— begin Record excerpts —

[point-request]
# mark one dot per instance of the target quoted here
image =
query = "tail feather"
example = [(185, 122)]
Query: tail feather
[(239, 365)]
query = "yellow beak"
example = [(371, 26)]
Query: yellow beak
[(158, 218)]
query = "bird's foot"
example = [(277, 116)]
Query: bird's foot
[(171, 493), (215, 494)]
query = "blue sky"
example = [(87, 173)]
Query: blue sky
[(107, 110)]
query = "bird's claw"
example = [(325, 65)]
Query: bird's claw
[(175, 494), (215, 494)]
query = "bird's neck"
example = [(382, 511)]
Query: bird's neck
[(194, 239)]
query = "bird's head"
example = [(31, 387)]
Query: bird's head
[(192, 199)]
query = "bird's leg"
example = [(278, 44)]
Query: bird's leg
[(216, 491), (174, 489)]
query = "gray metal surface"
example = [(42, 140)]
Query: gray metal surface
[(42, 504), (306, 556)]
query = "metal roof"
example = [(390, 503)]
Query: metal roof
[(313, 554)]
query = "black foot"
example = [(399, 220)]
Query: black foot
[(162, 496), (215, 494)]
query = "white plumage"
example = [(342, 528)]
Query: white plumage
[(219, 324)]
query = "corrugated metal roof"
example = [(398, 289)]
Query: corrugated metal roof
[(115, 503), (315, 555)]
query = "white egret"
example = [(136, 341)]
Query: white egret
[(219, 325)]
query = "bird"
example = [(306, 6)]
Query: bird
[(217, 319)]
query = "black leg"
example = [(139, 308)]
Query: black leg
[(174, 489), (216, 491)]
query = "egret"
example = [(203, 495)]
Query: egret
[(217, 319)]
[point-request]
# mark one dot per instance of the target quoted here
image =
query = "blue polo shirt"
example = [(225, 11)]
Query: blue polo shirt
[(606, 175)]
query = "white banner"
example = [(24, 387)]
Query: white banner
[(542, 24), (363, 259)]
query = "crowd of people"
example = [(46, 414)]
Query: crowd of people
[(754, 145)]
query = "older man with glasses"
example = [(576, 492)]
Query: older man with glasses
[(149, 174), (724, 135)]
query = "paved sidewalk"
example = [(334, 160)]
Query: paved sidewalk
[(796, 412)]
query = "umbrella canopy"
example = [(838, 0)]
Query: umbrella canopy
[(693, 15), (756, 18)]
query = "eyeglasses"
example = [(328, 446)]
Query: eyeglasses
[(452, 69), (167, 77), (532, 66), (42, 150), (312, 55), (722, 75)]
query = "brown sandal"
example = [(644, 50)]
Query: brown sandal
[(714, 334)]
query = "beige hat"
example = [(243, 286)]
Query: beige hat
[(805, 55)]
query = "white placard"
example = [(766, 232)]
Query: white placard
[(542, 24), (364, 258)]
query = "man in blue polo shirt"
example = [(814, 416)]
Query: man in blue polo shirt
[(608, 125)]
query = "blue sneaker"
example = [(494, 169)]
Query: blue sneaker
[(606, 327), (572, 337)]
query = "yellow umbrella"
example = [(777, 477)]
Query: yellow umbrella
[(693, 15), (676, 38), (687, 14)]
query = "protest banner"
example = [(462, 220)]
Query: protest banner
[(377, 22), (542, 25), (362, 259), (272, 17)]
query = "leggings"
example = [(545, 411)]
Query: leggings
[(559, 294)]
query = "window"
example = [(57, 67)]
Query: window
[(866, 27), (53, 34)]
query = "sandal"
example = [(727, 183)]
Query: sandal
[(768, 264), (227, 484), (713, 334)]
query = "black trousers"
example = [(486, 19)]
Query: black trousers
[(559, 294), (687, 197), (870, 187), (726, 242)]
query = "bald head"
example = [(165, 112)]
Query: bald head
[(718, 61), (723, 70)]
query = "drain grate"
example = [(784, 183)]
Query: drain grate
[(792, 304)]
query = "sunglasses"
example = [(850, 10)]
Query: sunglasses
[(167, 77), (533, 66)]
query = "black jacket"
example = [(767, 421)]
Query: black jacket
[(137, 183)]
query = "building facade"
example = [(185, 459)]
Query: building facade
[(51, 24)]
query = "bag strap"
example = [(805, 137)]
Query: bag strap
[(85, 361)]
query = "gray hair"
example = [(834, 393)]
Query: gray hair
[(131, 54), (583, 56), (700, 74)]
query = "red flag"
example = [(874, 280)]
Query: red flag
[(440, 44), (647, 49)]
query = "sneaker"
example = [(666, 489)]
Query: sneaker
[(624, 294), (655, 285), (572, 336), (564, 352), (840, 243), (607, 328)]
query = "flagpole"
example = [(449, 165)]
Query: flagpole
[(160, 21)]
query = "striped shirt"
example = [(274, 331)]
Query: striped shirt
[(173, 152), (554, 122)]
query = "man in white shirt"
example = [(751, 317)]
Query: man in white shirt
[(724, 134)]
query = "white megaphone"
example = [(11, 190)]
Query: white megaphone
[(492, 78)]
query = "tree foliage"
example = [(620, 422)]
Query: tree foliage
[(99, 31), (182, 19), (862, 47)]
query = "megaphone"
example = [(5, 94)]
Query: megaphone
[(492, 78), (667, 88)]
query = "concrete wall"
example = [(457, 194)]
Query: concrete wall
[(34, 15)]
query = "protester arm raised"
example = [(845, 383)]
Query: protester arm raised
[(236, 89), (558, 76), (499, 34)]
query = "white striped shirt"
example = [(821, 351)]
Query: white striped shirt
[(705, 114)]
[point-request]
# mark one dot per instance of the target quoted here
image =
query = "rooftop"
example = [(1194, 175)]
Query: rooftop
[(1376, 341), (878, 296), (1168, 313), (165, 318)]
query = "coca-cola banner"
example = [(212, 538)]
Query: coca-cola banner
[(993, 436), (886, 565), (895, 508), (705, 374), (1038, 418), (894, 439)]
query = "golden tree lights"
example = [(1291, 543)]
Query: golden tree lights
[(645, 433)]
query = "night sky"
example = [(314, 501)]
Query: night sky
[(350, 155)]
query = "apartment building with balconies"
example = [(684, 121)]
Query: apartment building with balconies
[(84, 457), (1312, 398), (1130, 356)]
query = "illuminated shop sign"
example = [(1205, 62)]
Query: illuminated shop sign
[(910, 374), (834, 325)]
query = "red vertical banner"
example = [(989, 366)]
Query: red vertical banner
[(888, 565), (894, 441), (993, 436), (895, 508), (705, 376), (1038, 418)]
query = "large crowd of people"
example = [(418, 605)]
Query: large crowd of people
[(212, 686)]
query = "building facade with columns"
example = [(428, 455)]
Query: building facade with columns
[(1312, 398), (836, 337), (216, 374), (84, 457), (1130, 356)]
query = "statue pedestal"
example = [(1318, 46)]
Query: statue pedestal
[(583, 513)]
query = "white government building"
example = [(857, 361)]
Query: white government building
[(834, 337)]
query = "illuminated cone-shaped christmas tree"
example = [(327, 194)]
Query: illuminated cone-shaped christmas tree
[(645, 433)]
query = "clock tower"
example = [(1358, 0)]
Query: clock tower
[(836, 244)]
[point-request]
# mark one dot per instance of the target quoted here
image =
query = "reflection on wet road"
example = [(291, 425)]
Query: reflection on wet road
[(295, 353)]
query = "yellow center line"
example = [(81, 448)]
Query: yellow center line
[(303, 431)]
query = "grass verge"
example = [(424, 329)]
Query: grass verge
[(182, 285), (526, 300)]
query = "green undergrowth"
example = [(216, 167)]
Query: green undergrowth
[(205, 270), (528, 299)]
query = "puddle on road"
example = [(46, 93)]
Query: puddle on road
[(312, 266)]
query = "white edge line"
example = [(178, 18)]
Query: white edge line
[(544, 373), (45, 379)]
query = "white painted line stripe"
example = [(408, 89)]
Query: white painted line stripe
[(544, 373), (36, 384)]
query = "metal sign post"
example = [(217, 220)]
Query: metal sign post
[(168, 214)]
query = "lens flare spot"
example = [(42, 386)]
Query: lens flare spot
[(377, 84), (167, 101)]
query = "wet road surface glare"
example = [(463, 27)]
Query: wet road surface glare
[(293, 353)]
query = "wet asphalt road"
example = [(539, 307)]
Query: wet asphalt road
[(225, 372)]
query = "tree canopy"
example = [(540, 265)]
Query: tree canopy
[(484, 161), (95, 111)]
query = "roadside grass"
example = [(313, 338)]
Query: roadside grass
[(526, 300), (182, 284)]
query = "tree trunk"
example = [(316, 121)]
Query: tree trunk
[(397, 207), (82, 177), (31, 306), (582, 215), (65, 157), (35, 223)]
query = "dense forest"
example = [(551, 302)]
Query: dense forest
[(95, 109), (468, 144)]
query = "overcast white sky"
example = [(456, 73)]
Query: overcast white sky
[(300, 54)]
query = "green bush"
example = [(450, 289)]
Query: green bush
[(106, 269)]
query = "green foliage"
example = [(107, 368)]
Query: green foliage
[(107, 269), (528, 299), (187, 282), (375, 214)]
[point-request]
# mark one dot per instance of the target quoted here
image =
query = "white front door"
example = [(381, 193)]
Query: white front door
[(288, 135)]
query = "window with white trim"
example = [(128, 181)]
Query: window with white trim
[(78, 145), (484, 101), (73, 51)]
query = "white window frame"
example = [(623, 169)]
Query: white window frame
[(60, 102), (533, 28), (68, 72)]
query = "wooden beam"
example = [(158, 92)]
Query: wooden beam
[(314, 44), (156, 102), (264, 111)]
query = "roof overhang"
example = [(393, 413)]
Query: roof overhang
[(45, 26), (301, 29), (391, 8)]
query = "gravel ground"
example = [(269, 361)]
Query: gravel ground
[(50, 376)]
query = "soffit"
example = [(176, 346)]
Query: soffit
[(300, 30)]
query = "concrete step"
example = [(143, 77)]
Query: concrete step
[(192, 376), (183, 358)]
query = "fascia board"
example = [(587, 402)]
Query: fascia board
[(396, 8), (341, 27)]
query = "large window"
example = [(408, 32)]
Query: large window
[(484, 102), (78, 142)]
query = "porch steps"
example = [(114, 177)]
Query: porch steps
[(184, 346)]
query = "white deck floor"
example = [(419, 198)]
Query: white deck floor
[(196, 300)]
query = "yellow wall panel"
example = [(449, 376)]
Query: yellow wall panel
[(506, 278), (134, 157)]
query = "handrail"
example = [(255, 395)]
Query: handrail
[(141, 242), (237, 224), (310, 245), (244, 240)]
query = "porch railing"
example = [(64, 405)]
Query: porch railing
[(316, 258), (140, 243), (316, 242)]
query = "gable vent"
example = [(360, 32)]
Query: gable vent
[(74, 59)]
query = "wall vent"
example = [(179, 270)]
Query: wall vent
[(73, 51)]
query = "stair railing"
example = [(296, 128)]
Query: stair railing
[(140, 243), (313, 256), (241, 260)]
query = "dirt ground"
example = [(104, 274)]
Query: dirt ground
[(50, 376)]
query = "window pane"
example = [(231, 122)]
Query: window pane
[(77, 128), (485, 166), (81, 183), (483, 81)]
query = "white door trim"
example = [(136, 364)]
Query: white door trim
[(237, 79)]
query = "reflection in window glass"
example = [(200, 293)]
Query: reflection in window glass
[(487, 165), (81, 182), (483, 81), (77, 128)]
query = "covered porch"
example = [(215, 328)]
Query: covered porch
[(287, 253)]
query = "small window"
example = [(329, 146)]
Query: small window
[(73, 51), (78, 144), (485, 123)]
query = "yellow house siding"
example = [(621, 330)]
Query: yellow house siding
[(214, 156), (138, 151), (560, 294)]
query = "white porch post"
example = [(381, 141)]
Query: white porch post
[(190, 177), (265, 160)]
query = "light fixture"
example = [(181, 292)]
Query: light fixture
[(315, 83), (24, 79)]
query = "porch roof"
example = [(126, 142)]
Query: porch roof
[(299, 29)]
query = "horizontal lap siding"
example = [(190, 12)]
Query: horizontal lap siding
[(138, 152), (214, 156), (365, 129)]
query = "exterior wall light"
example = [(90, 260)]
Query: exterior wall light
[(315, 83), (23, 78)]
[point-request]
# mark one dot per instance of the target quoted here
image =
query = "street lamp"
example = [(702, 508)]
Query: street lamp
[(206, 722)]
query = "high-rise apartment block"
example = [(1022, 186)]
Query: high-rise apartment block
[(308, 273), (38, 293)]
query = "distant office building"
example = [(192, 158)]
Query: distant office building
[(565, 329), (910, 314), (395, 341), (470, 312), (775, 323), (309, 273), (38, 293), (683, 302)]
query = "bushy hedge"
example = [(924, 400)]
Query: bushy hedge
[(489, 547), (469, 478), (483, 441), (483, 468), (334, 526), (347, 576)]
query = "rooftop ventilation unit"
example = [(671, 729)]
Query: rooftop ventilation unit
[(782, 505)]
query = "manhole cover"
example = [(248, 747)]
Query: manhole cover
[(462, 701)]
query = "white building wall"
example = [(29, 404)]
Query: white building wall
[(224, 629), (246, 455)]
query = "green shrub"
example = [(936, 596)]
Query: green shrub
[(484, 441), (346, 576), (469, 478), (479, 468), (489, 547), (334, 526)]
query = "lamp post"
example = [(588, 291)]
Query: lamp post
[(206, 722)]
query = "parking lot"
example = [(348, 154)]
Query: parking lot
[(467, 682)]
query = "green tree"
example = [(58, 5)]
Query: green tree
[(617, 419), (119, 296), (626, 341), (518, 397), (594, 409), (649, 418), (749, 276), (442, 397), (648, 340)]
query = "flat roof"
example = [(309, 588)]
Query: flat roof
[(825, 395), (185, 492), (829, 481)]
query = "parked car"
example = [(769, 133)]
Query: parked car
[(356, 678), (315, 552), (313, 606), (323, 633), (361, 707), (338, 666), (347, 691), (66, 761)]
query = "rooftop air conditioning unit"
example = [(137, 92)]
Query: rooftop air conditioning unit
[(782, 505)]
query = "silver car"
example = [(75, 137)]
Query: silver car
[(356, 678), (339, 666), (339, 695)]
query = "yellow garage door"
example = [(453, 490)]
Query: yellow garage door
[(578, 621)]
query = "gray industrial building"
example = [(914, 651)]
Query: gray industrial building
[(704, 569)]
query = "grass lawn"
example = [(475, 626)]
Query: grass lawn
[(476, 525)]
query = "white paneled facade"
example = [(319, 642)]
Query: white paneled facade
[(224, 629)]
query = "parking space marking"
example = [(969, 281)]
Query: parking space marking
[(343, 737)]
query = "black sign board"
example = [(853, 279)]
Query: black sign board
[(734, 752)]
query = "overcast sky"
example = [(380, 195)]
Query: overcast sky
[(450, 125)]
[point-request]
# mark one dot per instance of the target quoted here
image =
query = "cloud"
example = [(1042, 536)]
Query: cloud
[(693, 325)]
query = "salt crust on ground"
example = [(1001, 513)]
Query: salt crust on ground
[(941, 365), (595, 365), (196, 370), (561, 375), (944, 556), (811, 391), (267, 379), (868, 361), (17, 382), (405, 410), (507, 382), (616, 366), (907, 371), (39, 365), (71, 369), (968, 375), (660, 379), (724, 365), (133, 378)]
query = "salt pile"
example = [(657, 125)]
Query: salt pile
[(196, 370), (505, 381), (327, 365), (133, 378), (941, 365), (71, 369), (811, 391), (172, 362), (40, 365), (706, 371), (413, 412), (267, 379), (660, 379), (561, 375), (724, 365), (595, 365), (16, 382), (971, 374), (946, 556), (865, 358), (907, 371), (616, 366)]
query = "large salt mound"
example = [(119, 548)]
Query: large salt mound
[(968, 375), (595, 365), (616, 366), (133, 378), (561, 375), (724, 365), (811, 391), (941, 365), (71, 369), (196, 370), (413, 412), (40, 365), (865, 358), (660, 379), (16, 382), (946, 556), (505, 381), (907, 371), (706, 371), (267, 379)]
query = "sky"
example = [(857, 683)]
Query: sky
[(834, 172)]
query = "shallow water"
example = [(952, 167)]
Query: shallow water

— end Record excerpts —

**Job:**
Repeat the records exactly from their first line through the line holding "[(171, 493), (215, 494)]", inclusive.

**Response to this exercise:**
[point-request]
# mark one dot per instance of the target quoted here
image =
query = "tail feather"
example = [(185, 122)]
Query: tail feather
[(239, 365)]
query = "yellow beak"
example = [(371, 26)]
Query: yellow beak
[(158, 218)]
query = "bird's foot"
example = [(277, 116)]
Query: bird's foot
[(171, 493), (215, 494)]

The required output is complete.